[[ The data, beginning ]]
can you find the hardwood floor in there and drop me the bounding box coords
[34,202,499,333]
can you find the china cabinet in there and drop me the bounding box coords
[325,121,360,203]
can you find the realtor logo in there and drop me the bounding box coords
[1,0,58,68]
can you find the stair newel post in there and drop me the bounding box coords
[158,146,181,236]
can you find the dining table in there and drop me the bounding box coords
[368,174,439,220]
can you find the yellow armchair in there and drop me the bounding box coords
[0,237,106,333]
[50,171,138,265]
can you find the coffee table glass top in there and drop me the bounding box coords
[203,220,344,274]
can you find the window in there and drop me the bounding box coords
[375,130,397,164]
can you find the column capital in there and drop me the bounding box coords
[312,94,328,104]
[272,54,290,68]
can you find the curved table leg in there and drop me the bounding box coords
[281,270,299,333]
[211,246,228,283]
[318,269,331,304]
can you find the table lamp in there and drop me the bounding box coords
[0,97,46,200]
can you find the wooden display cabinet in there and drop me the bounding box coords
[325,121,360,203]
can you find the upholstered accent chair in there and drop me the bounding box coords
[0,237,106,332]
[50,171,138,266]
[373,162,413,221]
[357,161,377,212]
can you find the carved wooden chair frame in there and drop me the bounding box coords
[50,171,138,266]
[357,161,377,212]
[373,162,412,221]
[[ The data, end ]]
▶ **Your task**
The response should be the lines from the one containing "can you find the upholstered" through the last line of the data, set down exactly and with no other line.

▶ **Response below**
can you find the upholstered accent chair in there and drop me the bounding box coords
[0,237,106,332]
[50,171,138,266]
[373,162,413,221]
[357,161,377,212]
can you find the carved wooden chair frame in there and drop me the bounding box coords
[50,171,138,266]
[357,161,377,212]
[373,162,412,221]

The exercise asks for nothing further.